Which lines in the records contain the string "floor", with case matching exactly? Report each such line in full.

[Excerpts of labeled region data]

• • •

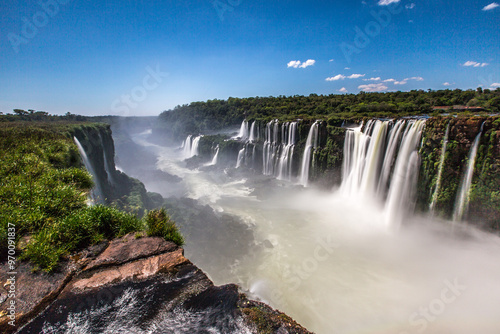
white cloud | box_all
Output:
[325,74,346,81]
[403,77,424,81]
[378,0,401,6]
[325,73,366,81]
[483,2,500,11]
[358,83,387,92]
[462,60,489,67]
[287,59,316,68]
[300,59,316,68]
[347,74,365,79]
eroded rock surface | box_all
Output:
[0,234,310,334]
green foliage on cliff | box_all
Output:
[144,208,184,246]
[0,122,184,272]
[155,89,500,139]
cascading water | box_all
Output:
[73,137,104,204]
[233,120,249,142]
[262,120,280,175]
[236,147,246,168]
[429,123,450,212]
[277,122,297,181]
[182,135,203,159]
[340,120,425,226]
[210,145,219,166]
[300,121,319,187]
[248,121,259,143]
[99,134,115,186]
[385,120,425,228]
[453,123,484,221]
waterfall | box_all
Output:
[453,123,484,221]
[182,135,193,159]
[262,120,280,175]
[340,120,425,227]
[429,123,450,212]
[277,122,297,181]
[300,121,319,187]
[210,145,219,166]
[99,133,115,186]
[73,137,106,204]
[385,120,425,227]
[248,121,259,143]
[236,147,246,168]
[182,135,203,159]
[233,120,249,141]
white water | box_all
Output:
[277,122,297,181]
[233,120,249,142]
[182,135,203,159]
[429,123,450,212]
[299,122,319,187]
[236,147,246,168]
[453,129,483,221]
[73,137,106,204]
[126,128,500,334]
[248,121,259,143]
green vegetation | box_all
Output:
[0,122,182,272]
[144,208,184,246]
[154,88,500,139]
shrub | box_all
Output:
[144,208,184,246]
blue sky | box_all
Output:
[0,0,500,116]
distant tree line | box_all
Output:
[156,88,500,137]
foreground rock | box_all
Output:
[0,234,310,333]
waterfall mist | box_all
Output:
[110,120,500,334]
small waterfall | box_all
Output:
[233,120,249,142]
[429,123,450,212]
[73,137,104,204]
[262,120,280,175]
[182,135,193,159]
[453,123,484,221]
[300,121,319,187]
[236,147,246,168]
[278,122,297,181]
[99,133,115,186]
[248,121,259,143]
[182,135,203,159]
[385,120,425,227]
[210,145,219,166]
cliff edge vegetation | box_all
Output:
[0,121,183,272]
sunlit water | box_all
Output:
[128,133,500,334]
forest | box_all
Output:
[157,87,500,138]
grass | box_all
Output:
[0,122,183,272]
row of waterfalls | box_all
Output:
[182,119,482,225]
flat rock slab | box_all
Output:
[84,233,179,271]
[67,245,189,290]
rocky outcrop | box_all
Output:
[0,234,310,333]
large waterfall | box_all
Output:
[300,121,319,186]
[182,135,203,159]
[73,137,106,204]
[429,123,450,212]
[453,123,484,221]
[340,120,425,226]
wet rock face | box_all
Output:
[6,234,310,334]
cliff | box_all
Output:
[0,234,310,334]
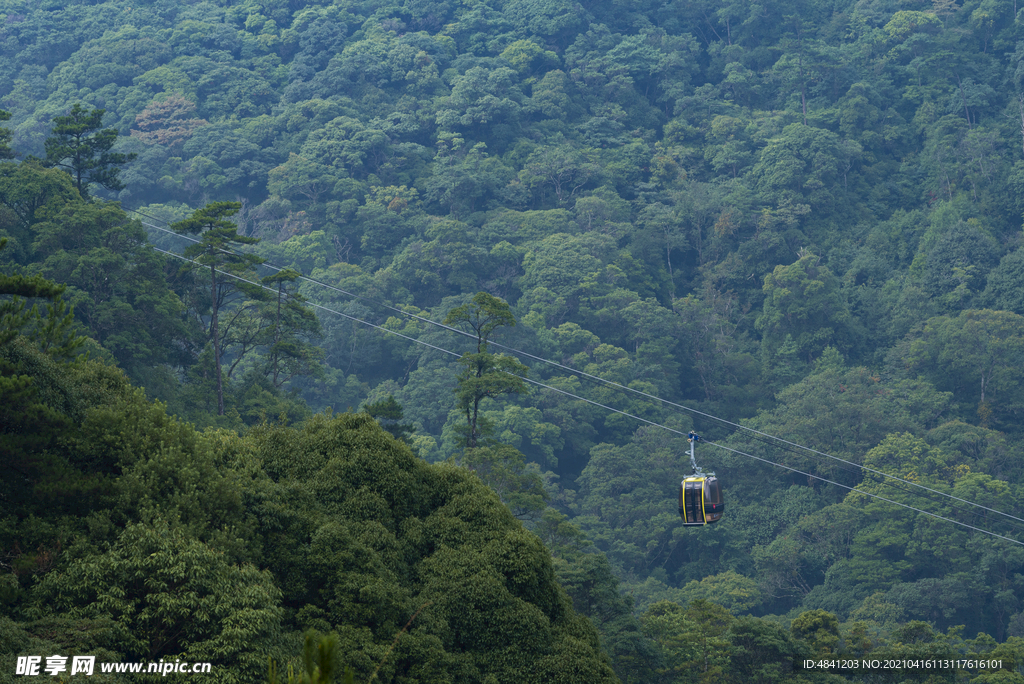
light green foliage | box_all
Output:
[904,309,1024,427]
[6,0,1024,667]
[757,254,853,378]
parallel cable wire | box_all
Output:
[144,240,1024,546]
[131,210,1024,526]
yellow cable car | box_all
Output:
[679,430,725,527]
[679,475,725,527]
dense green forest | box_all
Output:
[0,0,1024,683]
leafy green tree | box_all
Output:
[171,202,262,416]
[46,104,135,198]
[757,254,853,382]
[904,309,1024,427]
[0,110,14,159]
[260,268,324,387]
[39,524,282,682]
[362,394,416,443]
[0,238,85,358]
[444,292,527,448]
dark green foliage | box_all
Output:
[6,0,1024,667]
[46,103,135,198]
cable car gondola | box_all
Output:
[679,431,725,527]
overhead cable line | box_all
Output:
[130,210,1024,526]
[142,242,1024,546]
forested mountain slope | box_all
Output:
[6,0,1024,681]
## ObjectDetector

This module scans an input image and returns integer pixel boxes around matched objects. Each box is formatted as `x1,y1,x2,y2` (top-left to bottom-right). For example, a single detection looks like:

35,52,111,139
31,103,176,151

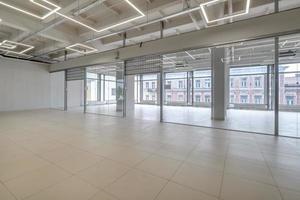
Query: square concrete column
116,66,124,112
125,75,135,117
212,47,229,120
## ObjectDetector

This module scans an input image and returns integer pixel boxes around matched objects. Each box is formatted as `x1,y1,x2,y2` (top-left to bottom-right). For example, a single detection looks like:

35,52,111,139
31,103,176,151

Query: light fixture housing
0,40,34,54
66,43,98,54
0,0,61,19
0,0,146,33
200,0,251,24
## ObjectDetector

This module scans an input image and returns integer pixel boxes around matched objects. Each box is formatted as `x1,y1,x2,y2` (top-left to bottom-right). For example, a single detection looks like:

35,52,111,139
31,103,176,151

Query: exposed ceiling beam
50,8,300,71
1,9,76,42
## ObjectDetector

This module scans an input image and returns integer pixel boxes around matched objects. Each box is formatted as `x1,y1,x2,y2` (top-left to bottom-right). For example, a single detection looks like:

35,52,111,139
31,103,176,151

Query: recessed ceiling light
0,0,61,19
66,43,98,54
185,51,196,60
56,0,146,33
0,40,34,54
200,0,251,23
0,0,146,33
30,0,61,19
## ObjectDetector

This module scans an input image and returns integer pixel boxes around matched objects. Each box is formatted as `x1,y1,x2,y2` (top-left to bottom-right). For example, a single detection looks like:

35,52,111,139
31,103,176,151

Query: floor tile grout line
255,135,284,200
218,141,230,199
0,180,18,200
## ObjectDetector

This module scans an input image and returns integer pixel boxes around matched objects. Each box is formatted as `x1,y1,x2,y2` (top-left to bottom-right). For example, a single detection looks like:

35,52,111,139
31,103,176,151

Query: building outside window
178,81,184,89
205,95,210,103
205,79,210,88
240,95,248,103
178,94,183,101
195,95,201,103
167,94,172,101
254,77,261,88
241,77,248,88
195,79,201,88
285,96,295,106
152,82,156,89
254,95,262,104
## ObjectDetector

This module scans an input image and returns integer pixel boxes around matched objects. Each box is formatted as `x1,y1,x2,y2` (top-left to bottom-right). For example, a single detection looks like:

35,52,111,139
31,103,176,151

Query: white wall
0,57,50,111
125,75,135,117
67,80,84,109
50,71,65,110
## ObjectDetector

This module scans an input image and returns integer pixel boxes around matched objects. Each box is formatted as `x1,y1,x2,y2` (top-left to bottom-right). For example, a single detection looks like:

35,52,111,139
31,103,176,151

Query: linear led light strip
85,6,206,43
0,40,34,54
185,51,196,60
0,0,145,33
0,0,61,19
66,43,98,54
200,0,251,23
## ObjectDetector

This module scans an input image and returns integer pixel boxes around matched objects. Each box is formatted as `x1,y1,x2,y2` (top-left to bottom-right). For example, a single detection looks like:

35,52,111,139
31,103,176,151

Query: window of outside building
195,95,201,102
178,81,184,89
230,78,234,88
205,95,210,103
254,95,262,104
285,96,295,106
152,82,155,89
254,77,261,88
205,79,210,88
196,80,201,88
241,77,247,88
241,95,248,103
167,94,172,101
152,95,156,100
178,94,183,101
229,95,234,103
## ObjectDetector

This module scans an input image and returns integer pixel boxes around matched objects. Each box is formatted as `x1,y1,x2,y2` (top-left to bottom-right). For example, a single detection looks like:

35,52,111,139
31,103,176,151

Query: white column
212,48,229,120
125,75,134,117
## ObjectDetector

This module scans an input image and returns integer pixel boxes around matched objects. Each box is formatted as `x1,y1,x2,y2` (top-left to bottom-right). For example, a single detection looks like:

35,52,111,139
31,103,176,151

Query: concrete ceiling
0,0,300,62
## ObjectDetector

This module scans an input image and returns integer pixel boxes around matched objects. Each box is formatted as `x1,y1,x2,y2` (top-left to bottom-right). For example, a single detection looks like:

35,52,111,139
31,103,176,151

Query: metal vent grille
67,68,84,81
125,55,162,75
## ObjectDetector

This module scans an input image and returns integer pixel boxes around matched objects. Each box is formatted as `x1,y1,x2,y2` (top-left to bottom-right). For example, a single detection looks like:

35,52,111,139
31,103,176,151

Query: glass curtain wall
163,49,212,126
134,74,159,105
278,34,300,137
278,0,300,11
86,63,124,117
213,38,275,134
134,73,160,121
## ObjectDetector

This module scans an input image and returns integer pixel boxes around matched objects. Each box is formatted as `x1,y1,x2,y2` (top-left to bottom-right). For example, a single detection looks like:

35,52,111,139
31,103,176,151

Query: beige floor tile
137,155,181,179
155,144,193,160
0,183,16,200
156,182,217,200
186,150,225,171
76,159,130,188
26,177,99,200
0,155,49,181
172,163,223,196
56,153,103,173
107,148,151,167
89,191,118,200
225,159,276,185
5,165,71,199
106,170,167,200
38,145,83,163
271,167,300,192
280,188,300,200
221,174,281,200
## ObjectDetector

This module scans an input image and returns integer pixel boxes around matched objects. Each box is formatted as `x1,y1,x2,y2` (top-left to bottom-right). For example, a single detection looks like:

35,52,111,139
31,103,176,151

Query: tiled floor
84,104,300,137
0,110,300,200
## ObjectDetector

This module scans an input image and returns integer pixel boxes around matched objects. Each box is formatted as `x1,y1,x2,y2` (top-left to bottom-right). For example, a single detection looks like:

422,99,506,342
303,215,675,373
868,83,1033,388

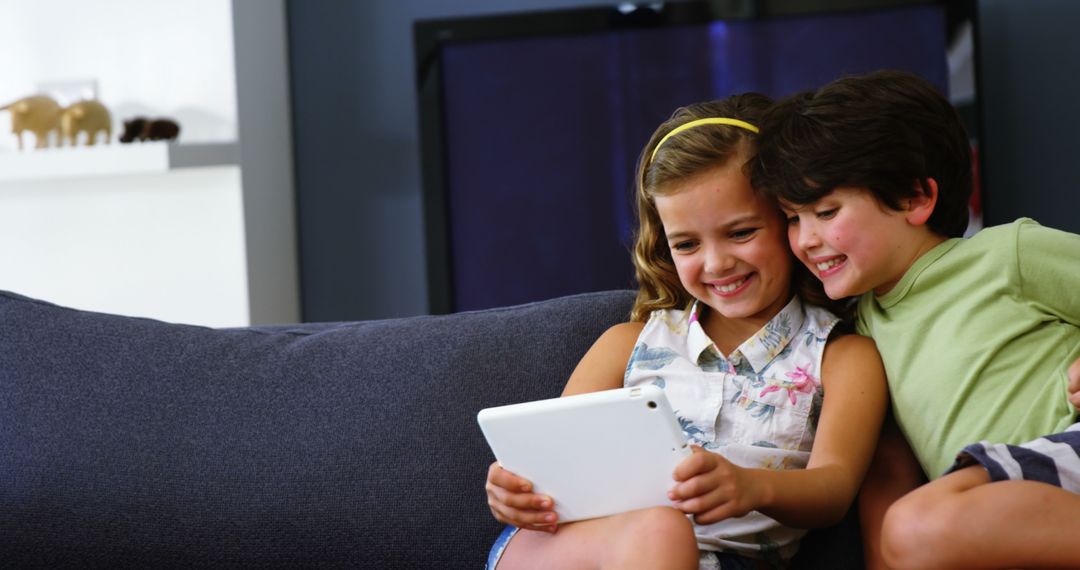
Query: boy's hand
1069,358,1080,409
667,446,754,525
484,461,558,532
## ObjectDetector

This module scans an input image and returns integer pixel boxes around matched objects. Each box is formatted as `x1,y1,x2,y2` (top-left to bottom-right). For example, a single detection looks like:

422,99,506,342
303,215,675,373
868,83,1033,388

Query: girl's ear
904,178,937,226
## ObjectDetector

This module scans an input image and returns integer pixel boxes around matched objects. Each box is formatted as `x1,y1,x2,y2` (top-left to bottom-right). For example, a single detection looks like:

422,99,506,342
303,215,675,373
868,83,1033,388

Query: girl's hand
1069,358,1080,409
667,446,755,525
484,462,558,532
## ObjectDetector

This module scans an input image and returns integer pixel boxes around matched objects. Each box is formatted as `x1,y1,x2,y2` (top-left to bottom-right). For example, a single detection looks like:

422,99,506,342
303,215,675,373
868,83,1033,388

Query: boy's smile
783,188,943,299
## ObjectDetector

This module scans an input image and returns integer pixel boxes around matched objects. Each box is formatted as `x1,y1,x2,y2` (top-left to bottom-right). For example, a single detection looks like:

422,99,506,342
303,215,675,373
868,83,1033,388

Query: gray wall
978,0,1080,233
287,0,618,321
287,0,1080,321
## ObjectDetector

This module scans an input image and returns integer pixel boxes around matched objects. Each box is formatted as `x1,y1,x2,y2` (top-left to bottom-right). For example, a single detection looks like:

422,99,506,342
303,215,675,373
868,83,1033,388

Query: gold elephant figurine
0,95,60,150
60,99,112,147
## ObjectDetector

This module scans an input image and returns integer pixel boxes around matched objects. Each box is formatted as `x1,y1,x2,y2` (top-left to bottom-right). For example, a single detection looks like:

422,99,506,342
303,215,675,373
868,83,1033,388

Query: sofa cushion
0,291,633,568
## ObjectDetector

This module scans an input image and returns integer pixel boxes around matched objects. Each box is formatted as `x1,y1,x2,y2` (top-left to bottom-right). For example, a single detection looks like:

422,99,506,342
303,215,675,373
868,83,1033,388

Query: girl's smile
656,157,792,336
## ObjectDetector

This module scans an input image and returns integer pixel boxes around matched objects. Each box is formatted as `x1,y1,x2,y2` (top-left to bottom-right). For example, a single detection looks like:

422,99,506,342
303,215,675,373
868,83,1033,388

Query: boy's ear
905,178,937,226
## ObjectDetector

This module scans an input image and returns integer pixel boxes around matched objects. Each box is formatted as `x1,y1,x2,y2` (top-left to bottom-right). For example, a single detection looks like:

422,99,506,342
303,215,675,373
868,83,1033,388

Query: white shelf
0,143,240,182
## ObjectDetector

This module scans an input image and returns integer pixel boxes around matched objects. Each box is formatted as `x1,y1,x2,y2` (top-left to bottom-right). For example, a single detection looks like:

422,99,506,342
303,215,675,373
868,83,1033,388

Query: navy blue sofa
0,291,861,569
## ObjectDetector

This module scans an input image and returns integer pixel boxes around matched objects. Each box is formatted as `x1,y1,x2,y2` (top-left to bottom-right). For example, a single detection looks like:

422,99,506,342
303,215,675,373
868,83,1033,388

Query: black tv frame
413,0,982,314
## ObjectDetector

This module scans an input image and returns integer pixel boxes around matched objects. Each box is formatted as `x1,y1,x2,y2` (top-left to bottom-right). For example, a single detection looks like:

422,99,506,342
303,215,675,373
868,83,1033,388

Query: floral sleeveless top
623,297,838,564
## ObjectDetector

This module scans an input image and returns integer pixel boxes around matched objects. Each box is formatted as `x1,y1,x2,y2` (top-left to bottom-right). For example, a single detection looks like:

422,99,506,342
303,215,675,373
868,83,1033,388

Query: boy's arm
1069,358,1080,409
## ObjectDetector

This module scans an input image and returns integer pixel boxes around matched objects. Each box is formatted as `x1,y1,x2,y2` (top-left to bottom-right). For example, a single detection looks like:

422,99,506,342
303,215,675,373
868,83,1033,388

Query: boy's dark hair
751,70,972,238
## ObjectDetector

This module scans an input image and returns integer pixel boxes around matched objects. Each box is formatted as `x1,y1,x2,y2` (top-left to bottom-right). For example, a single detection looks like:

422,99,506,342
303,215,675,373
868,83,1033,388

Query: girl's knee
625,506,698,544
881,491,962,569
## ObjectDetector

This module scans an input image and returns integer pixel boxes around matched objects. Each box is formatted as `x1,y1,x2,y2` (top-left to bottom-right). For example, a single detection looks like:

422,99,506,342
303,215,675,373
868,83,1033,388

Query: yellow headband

• • •

Result for this exercise:
Query: floor tile grout line
Query: beige floor tile
Query: tiled floor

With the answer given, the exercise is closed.